### Source document:
— start —

Why don't you make a new instance of Reference using operator new and store the pointer to File's std::vector<std::unique_ptr<Reference>>? If you do that, Reference's destructor would be called. Is there any reason to continue using BumpPtrAllocator?

Even if you add a std::vector<std::unique_ptr<Reference>> to lld::File (so the SimpleReferences are deleted when the File is deleted), you still need a std::vector<SimpleReference*> in each SimpleDefineAtom to track which references are used by that atom. And the allocations for that vector would be leaked if the Atom is BumpPtr allocated.

References are not that big and are never removed. The current std::vector<SimpleReference> in SimpleDefinedAtom does a lot of copying as references are added. This is a good use case for BumpPtr allocation.

The only other sane thing to do is never BumpPtr allocate Simple Atoms. But that is sad because BumpPtr allocation is an efficient way to create atoms while parsing a file.

I like the idea of using the file allocator for all objects that would be owned by that file. If you keep a vector of std::vector<SimpleReference *> and allocate the simple references by using the file allocator, wouldn't it suffice ?

This would essentially destroy all the references when the File goes away, Am I missing something ?

In D6518#7, @shankarke wrote:

This would essentially destroy all the references when the File goes away, Am I missing something ?

Yes, you miss the memory allocated by the vector to store the pointers themselves. The problem is that whatever you store in the vector, it need to allocate storage, and as the vector destructor is never called, that memory will leaks.

We could use include/clang/Analysis/Support/BumpVector.h which simplifies things. For this the header file has to be moved to llvm/Support.

http://clang.llvm.org/doxygen/BumpVector_8h_source.html.

The vector class takes a

BumpVectorContext(llvm::BumpPtrAllocator &A)

I think the other way is to pass a custom Allocator backed by a BumpPtr owned by File to std::vector owned by DefinedAtom, so that the vector in a DefinedAtom is freed when the file is deleted. I'd expect it would be faster than the linked list (because of better memory locality). Also could eliminate the copy-to-vector-and-sort code.

— end —

### Extracted material:
— start —

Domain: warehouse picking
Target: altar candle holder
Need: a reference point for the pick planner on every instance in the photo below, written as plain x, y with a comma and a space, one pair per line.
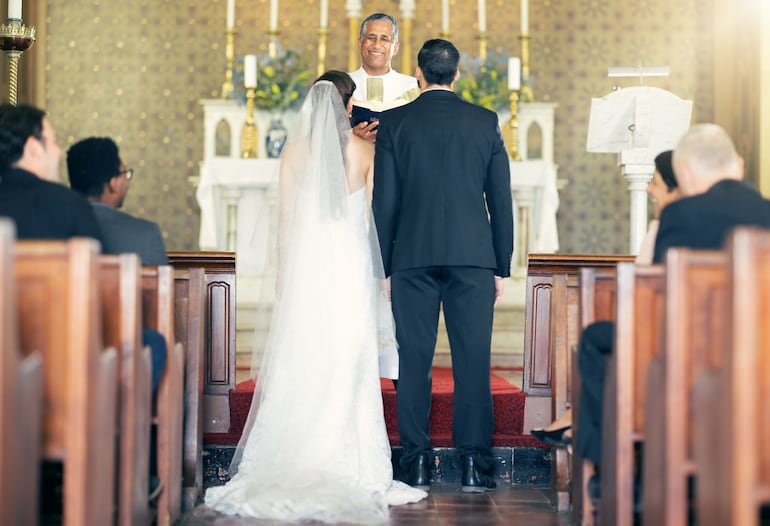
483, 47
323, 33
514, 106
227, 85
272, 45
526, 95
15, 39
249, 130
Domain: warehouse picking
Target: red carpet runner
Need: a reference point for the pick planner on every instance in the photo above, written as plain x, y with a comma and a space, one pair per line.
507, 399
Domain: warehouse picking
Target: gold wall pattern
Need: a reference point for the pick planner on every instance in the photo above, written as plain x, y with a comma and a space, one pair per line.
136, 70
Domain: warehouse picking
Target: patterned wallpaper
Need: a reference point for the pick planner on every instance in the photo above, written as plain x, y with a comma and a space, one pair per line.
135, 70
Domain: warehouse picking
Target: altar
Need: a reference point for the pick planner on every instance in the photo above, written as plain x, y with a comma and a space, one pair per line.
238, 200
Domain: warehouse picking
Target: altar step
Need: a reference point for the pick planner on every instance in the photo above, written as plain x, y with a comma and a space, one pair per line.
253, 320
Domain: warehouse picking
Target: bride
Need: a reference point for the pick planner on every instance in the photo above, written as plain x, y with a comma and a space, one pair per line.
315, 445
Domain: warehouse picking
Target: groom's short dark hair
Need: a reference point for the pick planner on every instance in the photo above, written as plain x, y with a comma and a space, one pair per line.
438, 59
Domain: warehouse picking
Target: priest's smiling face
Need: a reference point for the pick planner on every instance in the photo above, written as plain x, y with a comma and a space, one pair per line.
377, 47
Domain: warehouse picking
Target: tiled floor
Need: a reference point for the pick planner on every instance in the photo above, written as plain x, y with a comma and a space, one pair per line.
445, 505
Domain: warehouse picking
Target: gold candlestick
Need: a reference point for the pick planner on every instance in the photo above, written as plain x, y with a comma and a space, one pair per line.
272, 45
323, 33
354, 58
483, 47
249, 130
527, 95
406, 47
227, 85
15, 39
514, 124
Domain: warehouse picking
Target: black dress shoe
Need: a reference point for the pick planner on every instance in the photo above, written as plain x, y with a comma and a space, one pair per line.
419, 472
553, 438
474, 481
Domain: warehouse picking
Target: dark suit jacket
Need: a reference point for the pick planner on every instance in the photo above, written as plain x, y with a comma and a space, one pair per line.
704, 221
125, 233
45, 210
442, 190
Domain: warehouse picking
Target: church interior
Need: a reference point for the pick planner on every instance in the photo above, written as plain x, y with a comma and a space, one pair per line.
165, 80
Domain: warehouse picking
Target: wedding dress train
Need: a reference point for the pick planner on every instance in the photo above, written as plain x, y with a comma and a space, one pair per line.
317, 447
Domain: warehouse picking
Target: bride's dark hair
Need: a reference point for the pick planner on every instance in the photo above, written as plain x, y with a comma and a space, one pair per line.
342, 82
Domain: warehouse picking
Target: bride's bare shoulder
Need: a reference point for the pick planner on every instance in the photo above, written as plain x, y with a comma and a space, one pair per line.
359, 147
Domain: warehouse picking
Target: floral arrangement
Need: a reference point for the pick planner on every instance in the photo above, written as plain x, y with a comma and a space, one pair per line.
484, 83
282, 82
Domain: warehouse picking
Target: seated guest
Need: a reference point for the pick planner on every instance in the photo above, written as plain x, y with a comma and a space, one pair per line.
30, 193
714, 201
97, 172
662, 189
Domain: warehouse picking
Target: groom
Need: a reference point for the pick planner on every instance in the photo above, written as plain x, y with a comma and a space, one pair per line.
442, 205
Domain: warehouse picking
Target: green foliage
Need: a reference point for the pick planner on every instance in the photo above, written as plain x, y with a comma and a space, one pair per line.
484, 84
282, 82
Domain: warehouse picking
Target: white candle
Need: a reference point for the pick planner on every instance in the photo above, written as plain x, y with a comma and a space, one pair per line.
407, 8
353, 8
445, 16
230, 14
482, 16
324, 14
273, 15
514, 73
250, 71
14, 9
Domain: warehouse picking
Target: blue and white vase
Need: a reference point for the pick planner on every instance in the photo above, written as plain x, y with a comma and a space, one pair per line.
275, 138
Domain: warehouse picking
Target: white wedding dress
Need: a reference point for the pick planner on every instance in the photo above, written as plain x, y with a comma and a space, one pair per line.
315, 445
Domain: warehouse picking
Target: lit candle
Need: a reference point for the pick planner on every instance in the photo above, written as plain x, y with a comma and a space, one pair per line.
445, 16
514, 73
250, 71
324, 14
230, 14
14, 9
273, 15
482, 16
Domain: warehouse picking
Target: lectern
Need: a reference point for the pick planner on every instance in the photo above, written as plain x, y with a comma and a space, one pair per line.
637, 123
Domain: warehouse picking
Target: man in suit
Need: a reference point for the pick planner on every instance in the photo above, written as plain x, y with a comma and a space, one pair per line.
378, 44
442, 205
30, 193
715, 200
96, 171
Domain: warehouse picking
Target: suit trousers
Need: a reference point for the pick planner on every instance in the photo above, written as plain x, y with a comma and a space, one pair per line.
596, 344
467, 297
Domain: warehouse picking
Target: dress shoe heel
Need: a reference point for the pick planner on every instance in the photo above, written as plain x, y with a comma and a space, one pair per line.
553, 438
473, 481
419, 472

— end —

### What this exercise asks:
[a] In the thread on allocating references in lld, which header file is suggested as a way to simplify things?
[b] From the thread on allocating references in lld, set down word for word the part that opens with the words containing "I like the idea" and closes with "memory will leaks.".
[c] Pick up the thread on allocating references in lld after its final sentence and carry it forward.

### Answers for this exercise:
[a] include/clang/Analysis/Support/BumpVector.h

[b]
I like the idea of using the file allocator for all objects that would be owned by that file. If you keep a vector of std::vector<SimpleReference *> and allocate the simple references by using the file allocator, wouldn't it suffice ?

This would essentially destroy all the references when the File goes away, Am I missing something ?

In D6518#7, @shankarke wrote:

This would essentially destroy all the references when the File goes away, Am I missing something ?

Yes, you miss the memory allocated by the vector to store the pointers themselves. The problem is that whatever you store in the vector, it need to allocate storage, and as the vector destructor is never called, that memory will leaks.

[c]
A downside to BumpVector is that as the vector grows (by adding References), the capacity is doubled by bump allocating a new chunk. All the previous allocations (e.g. if current at 8 elements, the allocs for 1, 2, and 4) are wasted space in the bumpptr pool.

A linked list does not have this problem because the elements never move and are never copying. They just have a pointer to the next one.

But using the BumpVector makes the code cleaner too right ? and also the memory sanitizers will not show any more leaks as they are going to be freed.

Another possiblity would be to resize the BumpVector by the size of references we need completely(by counting the number of relocation records).

But using the BumpVector makes the code cleaner too right ?

Only because you are adding new BumpVector code. We could also add a new BumpList class to ADT and that would make the lld code very clean too.

and also the memory sanitizers will not show any more leaks as they are going to be freed.

That is a false negative. There will be leaks (unuseable memory lost) in the BumPtr pools.

Another possiblity would be to resize the BumpVector by the size of references we need completely(by counting the number of relocation records).

On mach-o, there is not a one-to-one mapping of relocations to references. Also that would take an extra pass to group relocs by atom before creating the References. Right now, it takes one pass to iterate across all relocs, create a Reference, then figure out what atom to add it to.

Won't "RefList _reference" leak the nodes of the linked list in the same way it leaks the vector backing allocation? Without an allocator template llvm:ilist is using new under the hood to allocate list nodes.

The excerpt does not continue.